- _Task list_
[A] In the newsgroup post, where does the forest service road over Quinn Mountain come out?
[B] Repeat the newsgroup post word for word from "While you are" to "it is posted.".

START Page text

| Subject: Re: that place on the high mesa near basecamp ! hey miso ... |
| From: miso@sushi.com |
| Date: 14/11/2005, 02:01 |
| Newsgroups: alt.conspiracy.area51 |
The drive is fine. I don't recall the road names anymore, but you can
see the "monument" from a distance, so use it for navigation.
http://www.lazygranch.com/projfault.htm
The radioactivity level there seems to be just background, at least at
ground zero. I never tried to find where they did the drillback. Often
radioactivity escapes from hot gases. It may be that the area was so
unstable they didn't bother to evaluate the test. I'll make it a point
some time to visit the DOE reading room and see what details they have
released on the blast.
While you are out there, check out the "meteor crater"
http://www.lazygranch.com/meteorhw6.htm
Also, you might want to do the drive over Quinn Mountain. The forrest
service road dumps you out in Garden Valley. I ran into some real
assholes in Garden Valley, sort of challenging me as to what I'm doing
there. Garden Valley is where the people in Alamo have vacation homes
to get away from it all. They don't like visitors. There is deeded land
out there, but it is posted.
Most communications lasers are IR, so spotting them would require a B&W
CCD or nightvision. At best, you would have line of sight to Bald
Mountain, but Halligan Mesa isn't all that high.
krackula wrote:
thanks Guy ...... thats an interesting place. you're right about
those radars , some of them can hurt you if you get in front of them.
I used to watch the techs explode pigeons in the rafters
( for fun ) of the high bay buildings ( Redstone Arsenal ) with those
Nike illuminator radars. they'd aim it up into the rafters of the
wooden storage / docking building and flick it on for a couple of
seconds and " pow " dust and feathers would rain down !
it'd be fun to get a better , up close, look at more of their
equipment. friends told me that they had a laser communications
link beam aimed back down towards Groom Lake but I can't imagine
how they'd get over those hills into the base, repeaters maybe. I
checked out the place but didn't detect any laser commo equipment
now. probably got rid of it for more modern satellite equipment, or
the project was over etc. .

END Page text
START Records

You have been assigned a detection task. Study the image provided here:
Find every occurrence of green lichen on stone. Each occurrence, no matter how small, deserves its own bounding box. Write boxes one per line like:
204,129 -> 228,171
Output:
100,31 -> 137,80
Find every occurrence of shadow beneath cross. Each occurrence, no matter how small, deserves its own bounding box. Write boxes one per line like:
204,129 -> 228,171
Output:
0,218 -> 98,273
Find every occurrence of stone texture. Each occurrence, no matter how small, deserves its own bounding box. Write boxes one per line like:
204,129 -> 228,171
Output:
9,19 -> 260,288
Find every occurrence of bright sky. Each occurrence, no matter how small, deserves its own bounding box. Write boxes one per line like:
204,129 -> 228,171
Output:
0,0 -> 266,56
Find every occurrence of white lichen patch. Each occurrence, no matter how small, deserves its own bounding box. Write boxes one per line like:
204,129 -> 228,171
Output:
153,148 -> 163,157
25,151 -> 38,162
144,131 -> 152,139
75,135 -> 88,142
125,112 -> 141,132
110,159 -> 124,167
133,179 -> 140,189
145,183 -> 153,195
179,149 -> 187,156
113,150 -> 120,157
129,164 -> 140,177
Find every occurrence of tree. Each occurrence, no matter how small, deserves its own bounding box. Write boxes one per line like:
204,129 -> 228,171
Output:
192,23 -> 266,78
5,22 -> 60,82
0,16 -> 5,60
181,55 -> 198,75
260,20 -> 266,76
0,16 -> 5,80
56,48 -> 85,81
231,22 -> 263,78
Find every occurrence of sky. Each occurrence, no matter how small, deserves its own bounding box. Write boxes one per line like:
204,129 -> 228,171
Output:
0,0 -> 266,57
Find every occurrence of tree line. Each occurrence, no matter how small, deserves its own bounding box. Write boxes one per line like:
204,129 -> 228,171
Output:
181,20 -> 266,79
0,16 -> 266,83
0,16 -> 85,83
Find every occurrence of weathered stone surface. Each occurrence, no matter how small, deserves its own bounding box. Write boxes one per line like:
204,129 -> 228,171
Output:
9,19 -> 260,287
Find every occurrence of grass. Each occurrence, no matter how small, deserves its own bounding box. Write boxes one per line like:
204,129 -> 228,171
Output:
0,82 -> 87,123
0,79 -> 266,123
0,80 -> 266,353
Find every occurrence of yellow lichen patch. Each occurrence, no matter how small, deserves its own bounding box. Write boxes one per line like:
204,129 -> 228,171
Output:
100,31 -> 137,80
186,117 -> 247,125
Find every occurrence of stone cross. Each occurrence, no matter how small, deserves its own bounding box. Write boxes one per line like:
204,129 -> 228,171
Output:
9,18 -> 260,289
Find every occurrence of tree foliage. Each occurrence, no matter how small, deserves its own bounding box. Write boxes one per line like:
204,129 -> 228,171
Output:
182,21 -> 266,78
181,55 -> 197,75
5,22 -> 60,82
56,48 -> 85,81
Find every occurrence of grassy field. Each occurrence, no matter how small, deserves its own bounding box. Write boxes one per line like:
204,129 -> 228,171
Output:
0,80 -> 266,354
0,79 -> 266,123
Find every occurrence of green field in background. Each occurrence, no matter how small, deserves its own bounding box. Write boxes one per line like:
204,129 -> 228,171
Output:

END Records

- _Responses to the tasks_
[A] Garden Valley.

[B]
While you are out there, check out the "meteor crater"
http://www.lazygranch.com/meteorhw6.htm
Also, you might want to do the drive over Quinn Mountain. The forrest
service road dumps you out in Garden Valley. I ran into some real
assholes in Garden Valley, sort of challenging me as to what I'm doing
there. Garden Valley is where the people in Alamo have vacation homes
to get away from it all. They don't like visitors. There is deeded land
out there, but it is posted.